I’m trying again with a branded daily update of Web 2.0 news and
views. Not content with cornering the “Web 2.0” niche in blogs, I’m now making a play
for the term “2.0” 😉 Let me know what you think of the new format.
Backpack:
Web 2.0 Email?
Popular Web Design firm 37signals has announced a new email-to-web product. They’re
promoting it as a kind of Web 2.0 makeover to “the star of Web 1.0” – email. So what does
Backpack do? Apparently it will receive an email and “turn it into something useful on
the web” – in other words, it’ll transform an email into a functional web page.
I have to admit, this sounds really cool and something I can picture myself using.
Practically speaking, I already use Gmail as a ‘To
Do List’ and to keep track of projects I’m involved in. Gmail’s ability to label emails
and search them, together with a highly interactive interface and huge storage, has
turned out to be of immense use to me.
Hmmm. I’m not sure at this stage whether Backpack would be a competitor to Gmail, or a
complimentary product?
Peak inside Longhorn
PCMag.com has screenshots of Longhorn, Microsoft’s next-generation Windows (via waxy.org’s fabulous linkblog). Of most interest
to Web 2.0 fans will be how they’ve integrated the browser and search, the two core Web
interfaces.

INFORMATION PROVIDED:
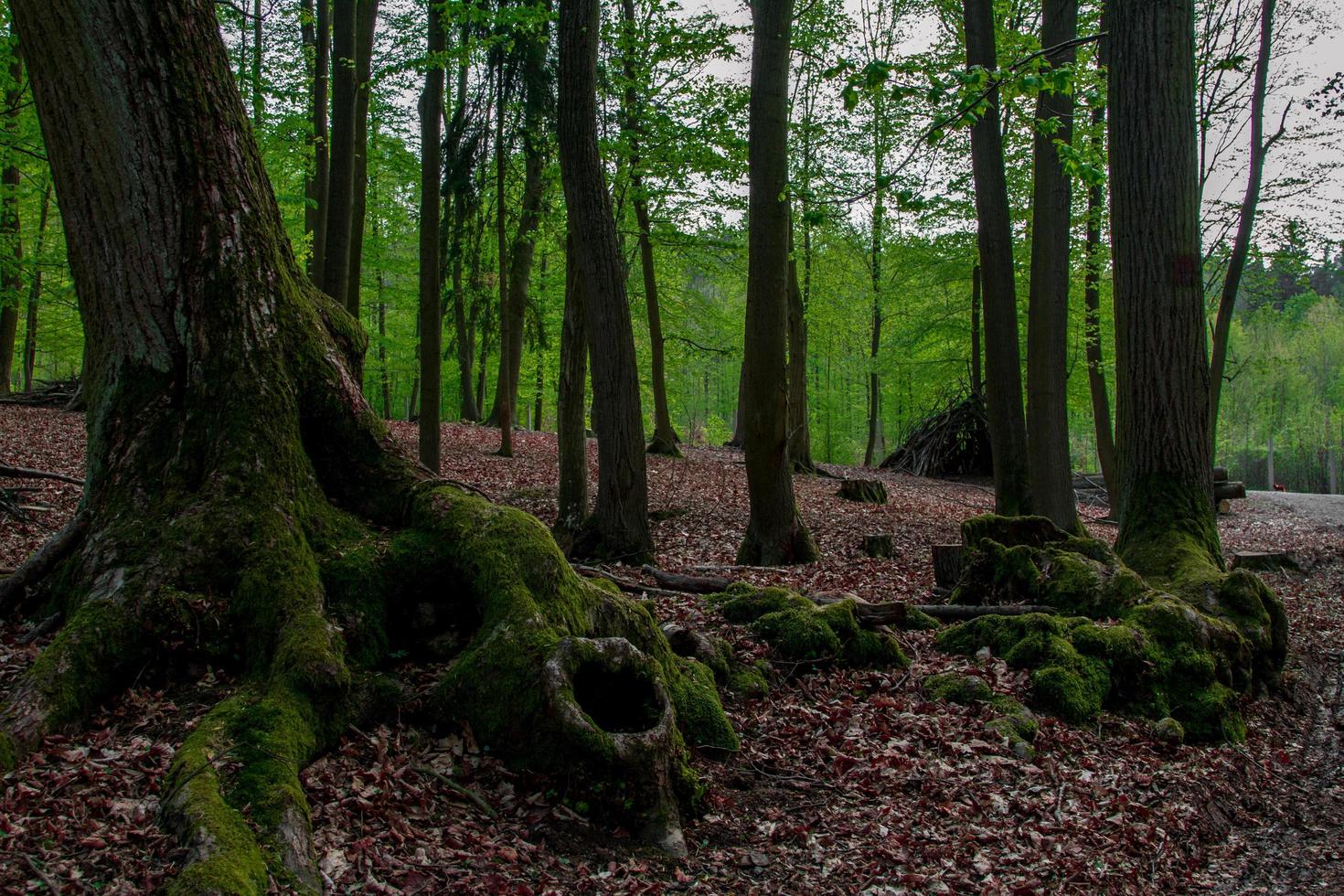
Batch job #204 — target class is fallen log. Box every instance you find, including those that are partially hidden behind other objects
[0,464,83,486]
[640,566,732,593]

THE TASKS:
a) Retype the part of the blog post from "I have to admit, this" to "interfaces.".
b) Condense the blog post paragraph that begins "Popular Web Design firm 37signals" into two sentences that keep its main facts.
Work from the blog post alone, not the listing.

WRITTEN RESPONSES:
a)
I have to admit, this sounds really cool and something I can picture myself using.
Practically speaking, I already use Gmail as a ‘To
Do List’ and to keep track of projects I’m involved in. Gmail’s ability to label emails
and search them, together with a highly interactive interface and huge storage, has
turned out to be of immense use to me.
Hmmm. I’m not sure at this stage whether Backpack would be a competitor to Gmail, or a
complimentary product?
Peak inside Longhorn
PCMag.com has screenshots of Longhorn, Microsoft’s next-generation Windows (via waxy.org’s fabulous linkblog). Of most interest
to Web 2.0 fans will be how they’ve integrated the browser and search, the two core Web
interfaces.

b) Web design firm 37signals has announced Backpack, an email-to-web product promoted as a Web 2.0 makeover for email, "the star of Web 1.0." It receives an email and turns it into a functional web page.